| Extract |
In the FUS-only condition, involving subjects Sub04 and Sub05, the CNN detected activation patterns that were clearly distinguishable from both the Heat and Heat + FUS conditions. Although FUS-only blocks did not include thermal stimulation, the generated saliency maps demonstrated notable activation in the dlPFC and frontoparietal regions. Studies targeting prefrontal regions using transcranial focused ultrasound without nociceptive stimulation also report increases in prefrontal connectivity and cognitive network engagement, particularly within the frontoparietal and default mode networks. 49 Compared with Heat and Heat + FUS, saliency in conventional pain-processing regions (e.g., S1, S2, and insula) was markedly reduced. Consistent with this, MRgFUS applied to somatosensory or emotional-regulation targets in human trials has demonstrated decreased activation in these sensory-affective regions, reflecting modulatory suppression. MRgFUS applied to the right prefrontal cortex altered functional connectivity with the insula and sensory regions during emotional processing. 50 Instead, the CNN directed its focus toward prefrontal areas implicated in attention, executive function, and potentially sensory monitoring or novelty detection. Overall, these findings suggest that FUS, even in the absence of nociceptive input, induces a brain state marked by enhanced cognitive engagement.
This pattern indicates that FUS has network-level effects beyond pain modulation, potentially activating frontal systems responsible for top-down regulation or arousal-related functions.

| Exercise |
Resume the discussion of brain activation under the FUS-only condition, picking up right after its final sentence.

| Recorded data |

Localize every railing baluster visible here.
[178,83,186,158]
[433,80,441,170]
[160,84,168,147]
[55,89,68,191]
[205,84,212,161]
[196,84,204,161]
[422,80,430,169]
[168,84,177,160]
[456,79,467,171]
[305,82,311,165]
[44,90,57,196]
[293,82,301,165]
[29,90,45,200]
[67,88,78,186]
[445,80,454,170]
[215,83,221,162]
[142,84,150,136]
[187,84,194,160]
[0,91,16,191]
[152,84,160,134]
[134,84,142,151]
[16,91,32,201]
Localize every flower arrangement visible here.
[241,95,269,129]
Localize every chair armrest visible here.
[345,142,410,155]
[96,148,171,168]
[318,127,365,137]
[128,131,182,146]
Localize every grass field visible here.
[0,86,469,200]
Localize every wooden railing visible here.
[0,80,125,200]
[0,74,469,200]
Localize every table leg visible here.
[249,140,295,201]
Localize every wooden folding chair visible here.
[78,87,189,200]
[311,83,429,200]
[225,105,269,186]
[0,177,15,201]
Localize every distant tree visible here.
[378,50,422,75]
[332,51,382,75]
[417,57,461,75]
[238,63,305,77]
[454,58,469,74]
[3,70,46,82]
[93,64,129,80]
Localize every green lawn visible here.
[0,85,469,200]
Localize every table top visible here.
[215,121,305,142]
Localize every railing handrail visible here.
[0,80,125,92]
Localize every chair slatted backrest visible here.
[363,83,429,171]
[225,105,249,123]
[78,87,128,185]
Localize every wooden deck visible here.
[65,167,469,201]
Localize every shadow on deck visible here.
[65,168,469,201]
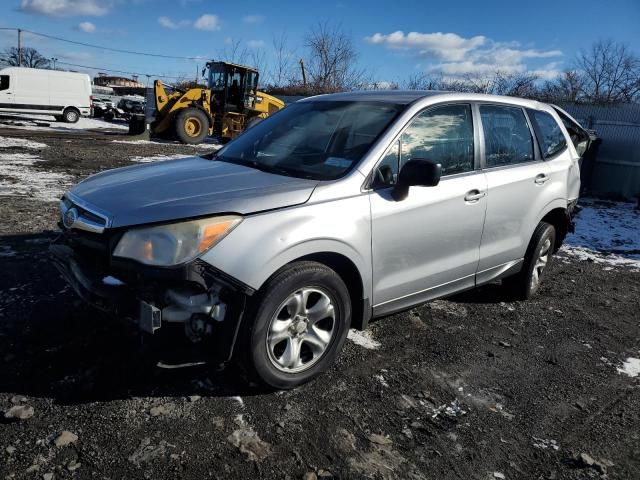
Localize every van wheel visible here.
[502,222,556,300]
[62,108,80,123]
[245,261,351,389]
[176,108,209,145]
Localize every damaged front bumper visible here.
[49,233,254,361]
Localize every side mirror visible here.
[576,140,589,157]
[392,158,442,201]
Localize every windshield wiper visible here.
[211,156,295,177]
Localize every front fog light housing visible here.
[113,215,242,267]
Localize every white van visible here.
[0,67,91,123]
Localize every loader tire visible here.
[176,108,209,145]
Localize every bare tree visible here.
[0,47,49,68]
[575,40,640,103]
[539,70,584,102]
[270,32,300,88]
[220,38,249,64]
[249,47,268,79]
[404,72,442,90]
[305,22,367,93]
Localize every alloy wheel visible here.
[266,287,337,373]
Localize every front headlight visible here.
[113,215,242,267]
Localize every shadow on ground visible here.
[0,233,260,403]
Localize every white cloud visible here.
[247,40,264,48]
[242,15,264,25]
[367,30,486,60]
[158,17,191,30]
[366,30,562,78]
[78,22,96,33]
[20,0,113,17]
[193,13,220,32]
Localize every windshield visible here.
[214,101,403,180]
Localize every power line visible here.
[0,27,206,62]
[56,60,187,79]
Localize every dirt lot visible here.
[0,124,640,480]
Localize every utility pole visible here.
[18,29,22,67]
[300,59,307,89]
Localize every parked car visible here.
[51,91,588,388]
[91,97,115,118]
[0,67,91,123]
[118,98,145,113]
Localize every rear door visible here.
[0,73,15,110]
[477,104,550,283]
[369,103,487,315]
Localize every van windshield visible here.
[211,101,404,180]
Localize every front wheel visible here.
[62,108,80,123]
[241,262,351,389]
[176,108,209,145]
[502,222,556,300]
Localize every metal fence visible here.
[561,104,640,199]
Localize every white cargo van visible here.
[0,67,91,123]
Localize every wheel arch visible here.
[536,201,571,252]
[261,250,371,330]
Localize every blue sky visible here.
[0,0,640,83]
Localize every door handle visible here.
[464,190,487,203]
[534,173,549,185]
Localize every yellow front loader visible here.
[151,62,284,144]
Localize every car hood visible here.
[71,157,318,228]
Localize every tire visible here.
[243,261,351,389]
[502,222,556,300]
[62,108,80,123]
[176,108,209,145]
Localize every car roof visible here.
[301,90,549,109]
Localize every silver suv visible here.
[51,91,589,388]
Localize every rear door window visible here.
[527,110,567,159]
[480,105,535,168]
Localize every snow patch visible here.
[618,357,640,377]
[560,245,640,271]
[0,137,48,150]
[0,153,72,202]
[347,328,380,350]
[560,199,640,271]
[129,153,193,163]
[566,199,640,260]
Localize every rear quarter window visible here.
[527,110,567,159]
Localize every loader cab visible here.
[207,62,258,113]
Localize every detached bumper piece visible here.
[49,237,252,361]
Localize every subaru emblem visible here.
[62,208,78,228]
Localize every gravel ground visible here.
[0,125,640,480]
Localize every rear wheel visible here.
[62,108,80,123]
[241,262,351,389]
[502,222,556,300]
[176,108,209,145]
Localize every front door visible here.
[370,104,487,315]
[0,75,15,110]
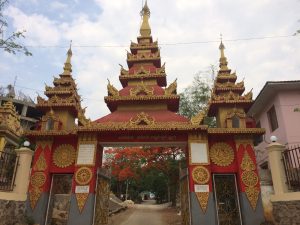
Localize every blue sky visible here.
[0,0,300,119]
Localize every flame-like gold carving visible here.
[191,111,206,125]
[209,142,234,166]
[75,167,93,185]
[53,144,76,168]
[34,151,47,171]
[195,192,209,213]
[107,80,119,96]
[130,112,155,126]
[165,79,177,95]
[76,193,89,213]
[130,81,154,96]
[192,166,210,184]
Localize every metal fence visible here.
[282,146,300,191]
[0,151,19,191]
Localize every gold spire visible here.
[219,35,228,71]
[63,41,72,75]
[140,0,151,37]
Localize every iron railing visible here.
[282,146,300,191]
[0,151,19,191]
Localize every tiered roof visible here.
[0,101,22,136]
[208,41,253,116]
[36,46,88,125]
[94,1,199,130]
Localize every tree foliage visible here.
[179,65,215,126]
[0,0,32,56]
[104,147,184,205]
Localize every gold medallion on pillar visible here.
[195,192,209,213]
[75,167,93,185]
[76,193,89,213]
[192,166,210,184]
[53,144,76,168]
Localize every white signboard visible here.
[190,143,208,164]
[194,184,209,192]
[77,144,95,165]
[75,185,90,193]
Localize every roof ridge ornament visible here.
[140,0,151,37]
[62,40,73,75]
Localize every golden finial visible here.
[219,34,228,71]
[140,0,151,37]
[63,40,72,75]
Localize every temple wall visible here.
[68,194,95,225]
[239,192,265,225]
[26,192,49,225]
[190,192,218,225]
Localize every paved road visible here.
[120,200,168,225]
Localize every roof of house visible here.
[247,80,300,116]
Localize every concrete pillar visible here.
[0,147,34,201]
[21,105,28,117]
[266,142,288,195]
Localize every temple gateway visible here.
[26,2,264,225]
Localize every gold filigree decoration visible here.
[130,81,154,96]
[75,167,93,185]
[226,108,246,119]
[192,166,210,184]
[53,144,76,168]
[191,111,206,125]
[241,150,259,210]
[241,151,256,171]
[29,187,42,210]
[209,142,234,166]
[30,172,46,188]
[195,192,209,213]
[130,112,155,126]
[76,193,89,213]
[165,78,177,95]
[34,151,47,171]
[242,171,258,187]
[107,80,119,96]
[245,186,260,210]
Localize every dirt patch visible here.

* * *

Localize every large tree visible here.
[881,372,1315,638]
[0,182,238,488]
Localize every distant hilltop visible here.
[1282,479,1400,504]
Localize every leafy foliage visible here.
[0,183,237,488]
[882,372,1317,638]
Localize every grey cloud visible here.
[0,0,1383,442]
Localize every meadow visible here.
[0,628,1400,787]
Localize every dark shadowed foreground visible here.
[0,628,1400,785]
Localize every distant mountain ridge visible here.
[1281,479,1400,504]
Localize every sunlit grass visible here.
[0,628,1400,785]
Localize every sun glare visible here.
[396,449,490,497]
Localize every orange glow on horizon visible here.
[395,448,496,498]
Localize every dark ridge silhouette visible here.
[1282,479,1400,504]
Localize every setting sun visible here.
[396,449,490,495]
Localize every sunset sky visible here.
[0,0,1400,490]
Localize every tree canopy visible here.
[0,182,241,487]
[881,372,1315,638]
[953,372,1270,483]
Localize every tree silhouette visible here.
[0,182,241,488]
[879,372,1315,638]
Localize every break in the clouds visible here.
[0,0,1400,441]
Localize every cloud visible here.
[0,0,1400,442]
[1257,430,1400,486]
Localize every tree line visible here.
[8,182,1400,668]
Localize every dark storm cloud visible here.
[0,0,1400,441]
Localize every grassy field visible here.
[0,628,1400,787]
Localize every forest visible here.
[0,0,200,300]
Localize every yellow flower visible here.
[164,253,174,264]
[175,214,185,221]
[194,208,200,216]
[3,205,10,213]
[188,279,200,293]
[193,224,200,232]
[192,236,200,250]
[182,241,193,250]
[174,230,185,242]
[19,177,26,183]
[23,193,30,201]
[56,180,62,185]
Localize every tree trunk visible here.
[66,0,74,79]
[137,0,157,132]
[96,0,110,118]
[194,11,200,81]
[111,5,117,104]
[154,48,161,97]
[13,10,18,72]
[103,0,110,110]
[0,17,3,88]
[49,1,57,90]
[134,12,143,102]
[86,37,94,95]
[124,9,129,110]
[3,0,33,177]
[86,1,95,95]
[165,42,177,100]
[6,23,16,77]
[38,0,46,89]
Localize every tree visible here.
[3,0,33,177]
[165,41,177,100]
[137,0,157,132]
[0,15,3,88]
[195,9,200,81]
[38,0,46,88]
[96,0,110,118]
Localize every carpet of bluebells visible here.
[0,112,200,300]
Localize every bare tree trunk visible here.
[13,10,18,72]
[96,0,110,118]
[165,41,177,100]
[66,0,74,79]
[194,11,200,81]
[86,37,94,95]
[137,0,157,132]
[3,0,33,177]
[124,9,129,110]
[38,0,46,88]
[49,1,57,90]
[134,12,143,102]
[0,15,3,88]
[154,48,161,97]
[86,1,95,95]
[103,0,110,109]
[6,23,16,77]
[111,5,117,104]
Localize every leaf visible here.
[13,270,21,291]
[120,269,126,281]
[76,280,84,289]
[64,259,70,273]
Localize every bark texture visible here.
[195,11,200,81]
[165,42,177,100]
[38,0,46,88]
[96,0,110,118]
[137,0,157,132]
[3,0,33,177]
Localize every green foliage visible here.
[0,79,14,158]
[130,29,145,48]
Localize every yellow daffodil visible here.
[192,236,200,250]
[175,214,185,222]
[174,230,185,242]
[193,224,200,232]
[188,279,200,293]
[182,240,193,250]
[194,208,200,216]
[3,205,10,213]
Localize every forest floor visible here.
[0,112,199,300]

---

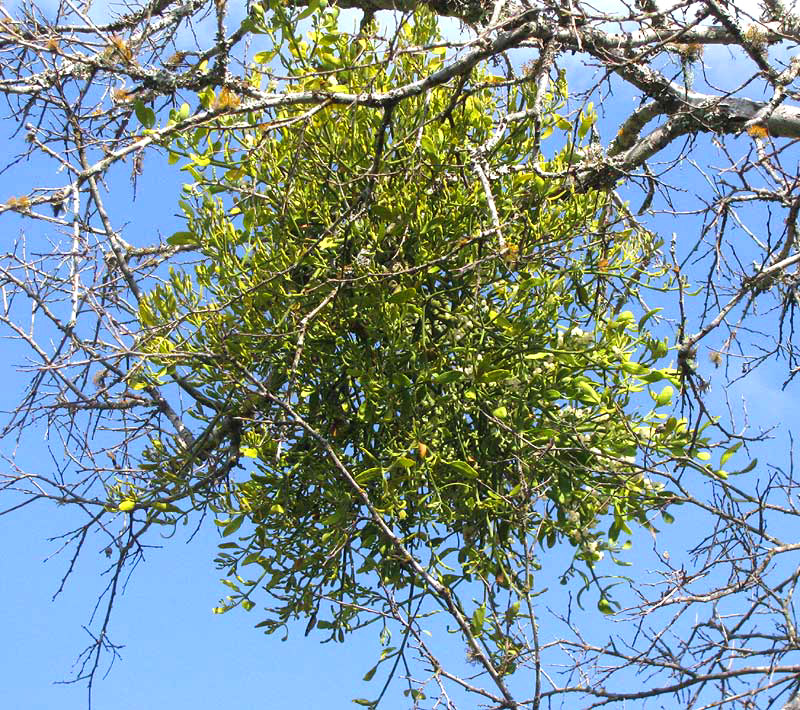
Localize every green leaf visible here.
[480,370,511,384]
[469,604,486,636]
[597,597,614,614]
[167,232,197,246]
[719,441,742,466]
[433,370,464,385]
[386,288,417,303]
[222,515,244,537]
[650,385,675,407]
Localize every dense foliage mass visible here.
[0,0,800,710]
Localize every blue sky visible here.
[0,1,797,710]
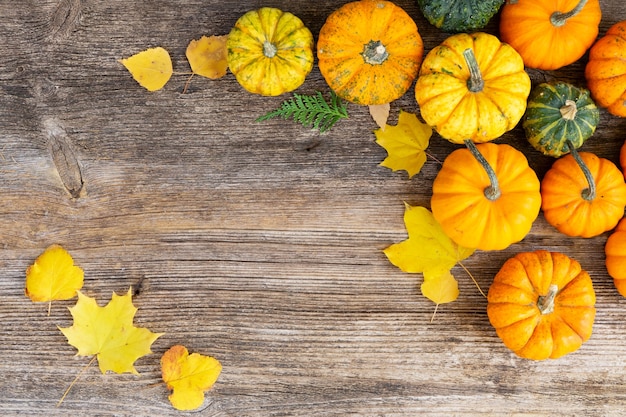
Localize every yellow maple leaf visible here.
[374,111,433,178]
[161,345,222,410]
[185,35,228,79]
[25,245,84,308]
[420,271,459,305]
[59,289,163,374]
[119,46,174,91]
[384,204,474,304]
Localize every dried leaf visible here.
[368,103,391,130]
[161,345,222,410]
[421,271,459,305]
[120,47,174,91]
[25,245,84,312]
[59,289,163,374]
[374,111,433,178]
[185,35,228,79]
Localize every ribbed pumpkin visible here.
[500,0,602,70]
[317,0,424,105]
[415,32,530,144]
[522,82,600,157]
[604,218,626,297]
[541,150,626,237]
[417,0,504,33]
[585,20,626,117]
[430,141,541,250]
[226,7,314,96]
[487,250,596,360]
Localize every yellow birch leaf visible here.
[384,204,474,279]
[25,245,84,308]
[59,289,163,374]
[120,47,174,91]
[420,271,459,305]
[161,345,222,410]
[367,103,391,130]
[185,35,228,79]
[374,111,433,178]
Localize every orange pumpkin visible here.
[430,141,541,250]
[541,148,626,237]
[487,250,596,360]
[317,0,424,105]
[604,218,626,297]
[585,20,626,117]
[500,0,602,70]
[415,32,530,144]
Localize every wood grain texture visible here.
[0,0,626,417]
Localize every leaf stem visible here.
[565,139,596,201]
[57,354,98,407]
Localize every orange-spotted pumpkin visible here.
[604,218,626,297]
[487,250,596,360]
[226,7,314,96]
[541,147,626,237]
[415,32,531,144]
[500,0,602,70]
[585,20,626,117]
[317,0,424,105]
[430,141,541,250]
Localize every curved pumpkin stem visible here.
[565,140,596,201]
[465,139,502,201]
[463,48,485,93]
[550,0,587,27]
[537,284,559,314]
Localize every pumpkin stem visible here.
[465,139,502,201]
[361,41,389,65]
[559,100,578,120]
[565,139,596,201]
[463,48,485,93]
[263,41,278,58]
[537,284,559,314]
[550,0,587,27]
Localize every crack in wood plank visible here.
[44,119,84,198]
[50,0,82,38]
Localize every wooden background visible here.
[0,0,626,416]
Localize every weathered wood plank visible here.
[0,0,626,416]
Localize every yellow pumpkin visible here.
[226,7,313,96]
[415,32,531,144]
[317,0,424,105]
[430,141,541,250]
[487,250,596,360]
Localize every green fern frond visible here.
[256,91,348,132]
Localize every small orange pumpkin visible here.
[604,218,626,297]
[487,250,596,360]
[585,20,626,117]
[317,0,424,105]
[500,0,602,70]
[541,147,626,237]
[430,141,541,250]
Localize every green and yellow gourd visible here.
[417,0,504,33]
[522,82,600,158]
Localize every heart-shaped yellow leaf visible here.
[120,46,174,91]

| Your response |
Summary of regional saliency differences
To quantitatively assess how FUS affected neural representation across conditions, saliency values were averaged for each ROI and statistically compared. The corresponding statistical comparisons across regions are detailed in Table 4. Quantitative comparisons of mean saliency values across key regions are summarized in Figure 7. Error bars in Figure 8 denote ±1 standard error of the mean across subjects (n = 5), reflecting intersubject variability in saliency values. The results are summarized in the following:

Bar plot of normalized saliency scores (±standard error of the mean) across six key regions (S1, S2, insula, anterior cingulate cortex [ACC], dorsolateral prefrontal cortex [dlPFC], and VPL). Heat + FUS reduces cortical saliency while maintaining thalamic relevance; dlPFC increases under FUS-only. FUS, focused ultrasound.

Condition-specific Gradient-weighted Class Activation Mapping (Grad-CAM) overlays illustrating reduced cortical activity during Heat + FUS and preserved thalamic engagement. FUS-only maps show increased prefrontal saliency, indicating non-nociceptive modulation. FUS, focused ultrasound.
Paired-Sample t-Tests Comparing Heat and Heat + FUS (n = 5; df = 4)
Mean saliency values are reported for each ROI during Heat, Heat + FUS, and FUS-only conditions.
Paired t-tests compare Heat and Heat + FUS saliency, with p-values reported before and after Bonferroni correction for multiple comparisons (α = 0.05).
The “Significant” column indicates whether the effect remains significant after correction.
Interpretations summarize the main findings for each region, highlighting the impact of focused ultrasound (FUS) on sensory, affective, and cognitive brain areas.
Although S1 and ACC showed reduced saliency under Heat + FUS, these differences did not survive Bonferroni correction (p > 0.05) and thus represent nonsignificant trends.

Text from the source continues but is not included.